AIM OF THE EXERCISE - Can you copy each of the following records line for line, with nothing changed?

DATA SUPPLIED -

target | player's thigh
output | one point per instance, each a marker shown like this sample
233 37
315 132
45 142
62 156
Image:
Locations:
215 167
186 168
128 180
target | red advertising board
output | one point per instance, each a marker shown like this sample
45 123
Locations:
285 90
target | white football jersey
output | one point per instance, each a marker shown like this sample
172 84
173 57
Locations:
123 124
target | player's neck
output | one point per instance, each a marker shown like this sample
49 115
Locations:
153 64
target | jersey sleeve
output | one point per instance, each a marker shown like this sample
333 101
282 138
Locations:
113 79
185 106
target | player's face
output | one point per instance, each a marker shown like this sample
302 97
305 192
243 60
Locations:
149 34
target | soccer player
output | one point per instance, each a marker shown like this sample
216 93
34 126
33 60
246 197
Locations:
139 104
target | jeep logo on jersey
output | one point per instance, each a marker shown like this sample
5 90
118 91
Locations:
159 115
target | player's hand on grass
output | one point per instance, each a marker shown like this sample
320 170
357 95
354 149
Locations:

TASK SOLUTION -
target | player's thigh
output | one point per instance, each a marker shown like this sample
233 37
315 132
45 142
62 156
Image:
Locations:
215 167
186 168
128 180
target | red advertising board
output | one point per instance, each a marker shown like this sample
45 123
Locations:
285 90
target | white football jersey
output | one point per instance, each a marker shown like this sample
172 84
173 57
Locations:
123 124
target | player's neck
output | one point per instance, each a marker shown like this sample
49 115
Locations:
153 64
target | jersey sleeve
output | one point per instance, each a marker shown like this sample
333 101
282 138
Locations:
113 79
185 106
target | player's face
output | one point per instance, each a marker shown like this sample
302 97
305 192
243 60
Locations:
149 34
target | soccer player
output | one point per instance, each a marker shown like this sample
216 93
34 126
33 60
246 197
Locations:
139 104
target | jeep logo on jersey
output | one point per instance, each a marker shown like this sample
5 90
118 91
Locations:
159 115
target | player's hand on grass
output | one point per instance, each a marker shown like this sample
320 170
357 95
354 149
Locations:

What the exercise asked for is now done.